Dataset items:
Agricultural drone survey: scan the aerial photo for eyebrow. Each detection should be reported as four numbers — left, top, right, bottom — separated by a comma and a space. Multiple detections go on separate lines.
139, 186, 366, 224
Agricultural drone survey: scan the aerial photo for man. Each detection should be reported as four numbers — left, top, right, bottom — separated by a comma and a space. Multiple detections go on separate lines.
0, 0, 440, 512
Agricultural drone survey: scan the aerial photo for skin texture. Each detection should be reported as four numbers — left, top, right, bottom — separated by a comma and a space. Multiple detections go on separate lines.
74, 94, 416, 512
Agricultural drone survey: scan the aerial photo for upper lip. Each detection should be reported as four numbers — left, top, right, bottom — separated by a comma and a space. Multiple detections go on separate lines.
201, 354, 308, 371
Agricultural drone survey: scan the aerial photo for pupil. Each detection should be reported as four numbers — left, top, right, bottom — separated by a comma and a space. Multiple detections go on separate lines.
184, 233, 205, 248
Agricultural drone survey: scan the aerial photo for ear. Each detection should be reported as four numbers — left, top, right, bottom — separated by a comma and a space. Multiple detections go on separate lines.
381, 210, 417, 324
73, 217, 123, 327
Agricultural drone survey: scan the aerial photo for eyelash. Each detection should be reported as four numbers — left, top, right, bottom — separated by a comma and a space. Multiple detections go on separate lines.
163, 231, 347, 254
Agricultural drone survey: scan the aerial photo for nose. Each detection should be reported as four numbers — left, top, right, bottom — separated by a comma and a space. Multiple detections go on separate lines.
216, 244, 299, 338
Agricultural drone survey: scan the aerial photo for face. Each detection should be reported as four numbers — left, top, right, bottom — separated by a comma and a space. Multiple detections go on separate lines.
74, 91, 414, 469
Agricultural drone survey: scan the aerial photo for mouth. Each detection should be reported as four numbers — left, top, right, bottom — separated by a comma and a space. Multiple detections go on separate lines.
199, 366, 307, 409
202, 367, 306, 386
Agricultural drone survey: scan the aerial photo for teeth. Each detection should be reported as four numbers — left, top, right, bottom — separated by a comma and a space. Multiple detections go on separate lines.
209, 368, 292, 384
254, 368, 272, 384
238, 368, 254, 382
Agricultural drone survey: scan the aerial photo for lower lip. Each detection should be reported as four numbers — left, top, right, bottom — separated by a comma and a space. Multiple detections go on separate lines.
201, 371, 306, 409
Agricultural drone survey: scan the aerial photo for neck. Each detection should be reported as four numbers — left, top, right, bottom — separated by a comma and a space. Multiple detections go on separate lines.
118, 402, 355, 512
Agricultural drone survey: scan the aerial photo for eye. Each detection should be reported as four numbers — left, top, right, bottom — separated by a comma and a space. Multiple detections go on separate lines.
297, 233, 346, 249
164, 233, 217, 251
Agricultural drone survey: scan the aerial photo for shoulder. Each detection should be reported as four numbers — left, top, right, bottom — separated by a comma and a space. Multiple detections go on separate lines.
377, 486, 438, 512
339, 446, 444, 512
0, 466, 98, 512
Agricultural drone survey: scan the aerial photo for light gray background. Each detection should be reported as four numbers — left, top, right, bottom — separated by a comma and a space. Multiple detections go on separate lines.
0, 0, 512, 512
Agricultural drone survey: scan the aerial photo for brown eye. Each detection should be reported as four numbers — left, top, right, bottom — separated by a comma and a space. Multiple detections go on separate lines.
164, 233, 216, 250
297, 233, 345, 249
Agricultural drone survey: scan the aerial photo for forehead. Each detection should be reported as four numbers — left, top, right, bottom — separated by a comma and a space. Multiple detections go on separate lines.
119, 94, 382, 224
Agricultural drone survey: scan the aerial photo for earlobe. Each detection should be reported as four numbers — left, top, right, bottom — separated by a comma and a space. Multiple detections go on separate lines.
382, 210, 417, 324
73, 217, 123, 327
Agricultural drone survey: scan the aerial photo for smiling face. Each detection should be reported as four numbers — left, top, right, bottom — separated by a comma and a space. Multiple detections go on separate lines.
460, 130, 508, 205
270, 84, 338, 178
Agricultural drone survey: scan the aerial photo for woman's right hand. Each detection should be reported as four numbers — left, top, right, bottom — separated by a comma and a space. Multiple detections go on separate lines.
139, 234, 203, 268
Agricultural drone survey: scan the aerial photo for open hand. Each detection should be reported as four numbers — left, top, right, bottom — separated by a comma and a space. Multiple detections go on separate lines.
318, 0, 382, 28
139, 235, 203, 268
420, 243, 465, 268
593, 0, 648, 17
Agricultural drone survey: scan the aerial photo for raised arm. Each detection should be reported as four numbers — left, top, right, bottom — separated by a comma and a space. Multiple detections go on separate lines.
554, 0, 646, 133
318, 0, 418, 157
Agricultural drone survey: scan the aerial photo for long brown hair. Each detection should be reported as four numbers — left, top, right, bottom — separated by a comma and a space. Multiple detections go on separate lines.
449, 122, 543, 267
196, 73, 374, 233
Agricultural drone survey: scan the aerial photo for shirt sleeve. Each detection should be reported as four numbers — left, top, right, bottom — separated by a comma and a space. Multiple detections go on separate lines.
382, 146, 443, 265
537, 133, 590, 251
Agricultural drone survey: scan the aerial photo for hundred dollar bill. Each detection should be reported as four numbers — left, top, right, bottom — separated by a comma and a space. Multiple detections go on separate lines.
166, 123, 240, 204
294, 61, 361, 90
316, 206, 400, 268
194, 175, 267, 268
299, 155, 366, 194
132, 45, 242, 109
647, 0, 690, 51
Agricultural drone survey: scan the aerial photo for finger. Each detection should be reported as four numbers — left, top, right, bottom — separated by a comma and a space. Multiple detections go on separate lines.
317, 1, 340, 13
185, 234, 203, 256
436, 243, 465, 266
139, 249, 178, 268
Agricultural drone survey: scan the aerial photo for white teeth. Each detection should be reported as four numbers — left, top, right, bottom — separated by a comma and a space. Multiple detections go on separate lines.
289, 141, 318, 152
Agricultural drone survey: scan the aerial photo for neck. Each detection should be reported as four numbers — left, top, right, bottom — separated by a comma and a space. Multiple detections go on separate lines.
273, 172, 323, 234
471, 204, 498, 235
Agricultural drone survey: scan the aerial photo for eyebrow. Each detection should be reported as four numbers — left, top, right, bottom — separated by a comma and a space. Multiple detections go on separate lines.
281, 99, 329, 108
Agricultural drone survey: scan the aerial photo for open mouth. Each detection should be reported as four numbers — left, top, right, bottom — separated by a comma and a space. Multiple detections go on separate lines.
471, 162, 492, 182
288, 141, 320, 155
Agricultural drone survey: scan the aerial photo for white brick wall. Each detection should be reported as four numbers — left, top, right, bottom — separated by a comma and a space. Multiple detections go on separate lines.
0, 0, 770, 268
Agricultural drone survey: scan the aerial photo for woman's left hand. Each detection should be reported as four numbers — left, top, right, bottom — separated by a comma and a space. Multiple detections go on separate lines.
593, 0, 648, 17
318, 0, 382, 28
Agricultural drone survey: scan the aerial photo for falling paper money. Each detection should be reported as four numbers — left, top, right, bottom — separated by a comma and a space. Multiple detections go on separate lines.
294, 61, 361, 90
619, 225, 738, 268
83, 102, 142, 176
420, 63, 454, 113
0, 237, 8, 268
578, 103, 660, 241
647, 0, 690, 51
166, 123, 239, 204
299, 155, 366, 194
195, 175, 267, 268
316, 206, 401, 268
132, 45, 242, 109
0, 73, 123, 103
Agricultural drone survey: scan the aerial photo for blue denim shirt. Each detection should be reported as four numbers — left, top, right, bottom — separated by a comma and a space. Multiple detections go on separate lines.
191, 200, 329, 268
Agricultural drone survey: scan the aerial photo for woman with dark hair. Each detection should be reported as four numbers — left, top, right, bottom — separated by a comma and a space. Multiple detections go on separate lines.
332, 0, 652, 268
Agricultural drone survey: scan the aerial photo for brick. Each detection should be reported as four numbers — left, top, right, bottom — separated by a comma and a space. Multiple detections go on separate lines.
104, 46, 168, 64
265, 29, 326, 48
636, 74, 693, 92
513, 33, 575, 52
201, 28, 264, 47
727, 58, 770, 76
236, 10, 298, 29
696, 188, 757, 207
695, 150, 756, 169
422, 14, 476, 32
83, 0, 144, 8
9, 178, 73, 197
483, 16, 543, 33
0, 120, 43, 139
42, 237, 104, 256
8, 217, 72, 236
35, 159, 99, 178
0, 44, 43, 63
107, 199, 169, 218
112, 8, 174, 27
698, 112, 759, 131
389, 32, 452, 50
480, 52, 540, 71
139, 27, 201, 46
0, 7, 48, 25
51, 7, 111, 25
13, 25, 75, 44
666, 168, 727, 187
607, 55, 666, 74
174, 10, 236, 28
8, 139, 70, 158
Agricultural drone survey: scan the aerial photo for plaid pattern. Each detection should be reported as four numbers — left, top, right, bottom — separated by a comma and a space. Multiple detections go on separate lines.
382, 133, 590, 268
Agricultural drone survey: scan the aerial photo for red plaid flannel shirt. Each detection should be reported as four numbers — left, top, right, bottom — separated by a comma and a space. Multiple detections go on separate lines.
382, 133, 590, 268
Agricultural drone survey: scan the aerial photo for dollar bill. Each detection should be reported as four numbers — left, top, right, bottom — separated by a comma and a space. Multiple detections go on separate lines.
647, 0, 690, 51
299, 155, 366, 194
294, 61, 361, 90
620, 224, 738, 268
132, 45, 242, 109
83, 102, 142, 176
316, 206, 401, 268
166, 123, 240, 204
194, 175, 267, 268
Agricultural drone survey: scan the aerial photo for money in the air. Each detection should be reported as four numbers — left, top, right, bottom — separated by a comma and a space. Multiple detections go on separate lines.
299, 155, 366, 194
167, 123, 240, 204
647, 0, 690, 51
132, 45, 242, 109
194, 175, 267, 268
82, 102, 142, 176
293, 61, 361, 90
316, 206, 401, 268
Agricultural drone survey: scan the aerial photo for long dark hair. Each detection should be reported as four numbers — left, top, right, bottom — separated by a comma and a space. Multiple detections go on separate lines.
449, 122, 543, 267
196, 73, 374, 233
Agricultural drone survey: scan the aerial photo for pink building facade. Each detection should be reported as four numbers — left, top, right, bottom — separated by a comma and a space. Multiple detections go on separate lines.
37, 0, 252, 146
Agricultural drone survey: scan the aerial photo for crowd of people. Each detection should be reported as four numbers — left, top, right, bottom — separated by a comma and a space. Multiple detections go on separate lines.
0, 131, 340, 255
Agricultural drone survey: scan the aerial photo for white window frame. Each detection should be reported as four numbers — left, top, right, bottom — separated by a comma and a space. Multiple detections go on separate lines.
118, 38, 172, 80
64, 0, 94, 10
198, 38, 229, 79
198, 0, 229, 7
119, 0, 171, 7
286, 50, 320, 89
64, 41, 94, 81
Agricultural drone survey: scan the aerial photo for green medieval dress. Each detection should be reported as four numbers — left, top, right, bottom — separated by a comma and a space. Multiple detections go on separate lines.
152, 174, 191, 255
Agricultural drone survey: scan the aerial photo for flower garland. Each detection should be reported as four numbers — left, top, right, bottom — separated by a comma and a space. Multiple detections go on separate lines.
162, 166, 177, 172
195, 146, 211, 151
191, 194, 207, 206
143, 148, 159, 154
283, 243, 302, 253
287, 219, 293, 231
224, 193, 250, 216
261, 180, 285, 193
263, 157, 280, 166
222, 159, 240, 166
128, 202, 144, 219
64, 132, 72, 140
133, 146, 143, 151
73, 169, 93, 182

§ Goal of the exercise
Display each line of the data above that contains the word "face".

§ Solution to this exercise
Agricultural drone survey: scan the aerial photo for face. Each detection should be reported as four numbers — left, top, right, bottom — separated by a comma and a space. Multiple detections go on separate lines.
Agricultural drone survey: scan the aerial photo for smiling face. Each detection should be reported as four numbers — left, top, right, bottom — separated by a comma and a space. Multiple detections go on separate lines.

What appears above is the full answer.